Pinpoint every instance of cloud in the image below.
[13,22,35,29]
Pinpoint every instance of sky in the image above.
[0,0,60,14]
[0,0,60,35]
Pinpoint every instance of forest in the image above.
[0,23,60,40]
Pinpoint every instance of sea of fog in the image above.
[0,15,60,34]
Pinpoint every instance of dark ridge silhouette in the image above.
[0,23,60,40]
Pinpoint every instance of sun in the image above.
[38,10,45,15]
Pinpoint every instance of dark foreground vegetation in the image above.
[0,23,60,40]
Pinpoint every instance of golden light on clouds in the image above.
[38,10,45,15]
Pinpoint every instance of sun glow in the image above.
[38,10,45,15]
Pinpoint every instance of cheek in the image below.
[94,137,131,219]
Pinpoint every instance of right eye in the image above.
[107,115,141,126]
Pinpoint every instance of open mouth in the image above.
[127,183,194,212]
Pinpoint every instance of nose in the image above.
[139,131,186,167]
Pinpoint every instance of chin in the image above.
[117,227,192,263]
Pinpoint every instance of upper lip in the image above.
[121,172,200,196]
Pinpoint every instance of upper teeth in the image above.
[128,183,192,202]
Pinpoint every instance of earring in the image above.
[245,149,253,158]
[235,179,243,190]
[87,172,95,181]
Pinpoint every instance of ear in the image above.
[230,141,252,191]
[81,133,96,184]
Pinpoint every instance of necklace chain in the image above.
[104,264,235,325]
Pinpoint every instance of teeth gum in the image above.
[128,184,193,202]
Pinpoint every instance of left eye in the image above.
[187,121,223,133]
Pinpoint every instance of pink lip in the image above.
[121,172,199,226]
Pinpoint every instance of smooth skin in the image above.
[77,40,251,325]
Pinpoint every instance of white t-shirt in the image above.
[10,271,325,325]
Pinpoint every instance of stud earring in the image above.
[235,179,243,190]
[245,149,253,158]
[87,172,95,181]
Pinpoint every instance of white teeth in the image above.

§ WHAT YOU HAVE TO DO: Rewrite all of the lines above, changing "Pinpoint every instance of" to "Mark each occurrence of" wherever it occurs and leaving everything else the same.

§ ANSWER TO THIS EXERCISE:
Mark each occurrence of cloud in the image below.
[13,22,35,29]
Mark each occurrence of sky in the image above.
[0,0,60,14]
[0,0,60,35]
Mark each occurrence of forest in the image above.
[0,23,60,40]
Mark each occurrence of sea of fog in the image above.
[0,15,60,34]
Mark each occurrence of dark ridge silhouette in the image above.
[0,23,60,40]
Mark each occurrence of sun in the image above.
[38,10,45,15]
Mark each occurrence of dark foreground vegetation in the image above.
[0,23,60,40]
Mark each occurrence of golden light on clouds in the image above.
[38,10,45,15]
Mark each occurrence of sun glow in the image above.
[38,10,45,15]
Mark each occurrence of cheek in the image below.
[94,137,131,219]
Mark each occurrence of right eye in the image above.
[107,115,141,126]
Mark each occurrence of open mouth in the image above.
[127,183,194,212]
Mark each occurrence of nose in the image above.
[139,131,186,167]
Mark each occurrence of chin in the image above.
[117,227,192,263]
Mark each occurrence of upper lip in the image above.
[121,172,200,196]
Mark each occurrence of upper teeth in the image above.
[128,183,192,202]
Mark each occurrence of earring in the image above.
[245,149,253,158]
[235,179,243,190]
[87,172,95,181]
Mark each occurrence of ear in the image above.
[230,141,252,191]
[81,133,96,184]
Mark each occurrence of necklace chain in the image above.
[104,264,235,325]
Mark each occurrence of teeth gum in the image above.
[128,184,193,202]
Mark each occurrence of left eye in the image above.
[187,121,223,133]
Mark each occurrence of pink lip in the image above.
[121,172,199,226]
Mark each occurrence of smooth skin in the image above.
[77,40,251,325]
Mark each occurrence of white t-shirt in the image above.
[10,271,325,325]
Mark each occurrence of stud earring in the image above.
[235,179,243,190]
[245,149,253,158]
[87,172,95,181]
Mark each occurrence of white teeth in the image above.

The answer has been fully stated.